§ **SOURCE**:
-- Start --

Well... if an aberration didn't fly in the face of logic or exist apart from sanity... it'd be a magical beast. :-P


Yeah, my group hasn't reached Bonewrack yet but having read it over a few times and read some of the stories on here I'm pretty worried. My group (Rogue (pirate), Gunslinger (Pistolero), Sorceror (Anarchic), and witch(sea witch, water patron)) really aren't a high combat group (they got stomped by the pirate fistfight and the reefclaws and dire rats caused them some pretty major problems.)

Especially as the only melee character is the rogue and the the only healing is now the witch who has taken the healing hex when she hit 2nd level. Sandara has been keeping them alive between combat encounters on the Wormwood (not to mention the lashings) but I dread to think how they'll handle Bonewrack as they won't have her and the time limit means the witch will only get to CLW each party member twice and after that they'll be relying on whatever healing potions they've managed to acquire (which is likely to be 4 CMW potions assuming they do well enough when they take the mans promise)

I'm considering
a)Scattering some more healing items as loot on the island to let them 'top up' between encounters, maybe a wand somewhere the witch can use.
b)letting them take one of the helpful members of the crew with them to help in fights (or maybe even having someone other than Sandara kidnapped so she can go with them though this risks NPC overshadowing I think).

-- End --

§ **SUPPLIED ENTRIES**:
-- Start --

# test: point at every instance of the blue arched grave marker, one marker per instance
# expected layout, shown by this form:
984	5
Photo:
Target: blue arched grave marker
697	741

-- End --

From the post about Bonewrack above, set down word for word the part that opens with the words containing "b)letting them take" and closes with "overshadowing I think).".

§ **REPLY**:
b)letting them take one of the helpful members of the crew with them to help in fights (or maybe even having someone other than Sandara kidnapped so she can go with them though this risks NPC overshadowing I think).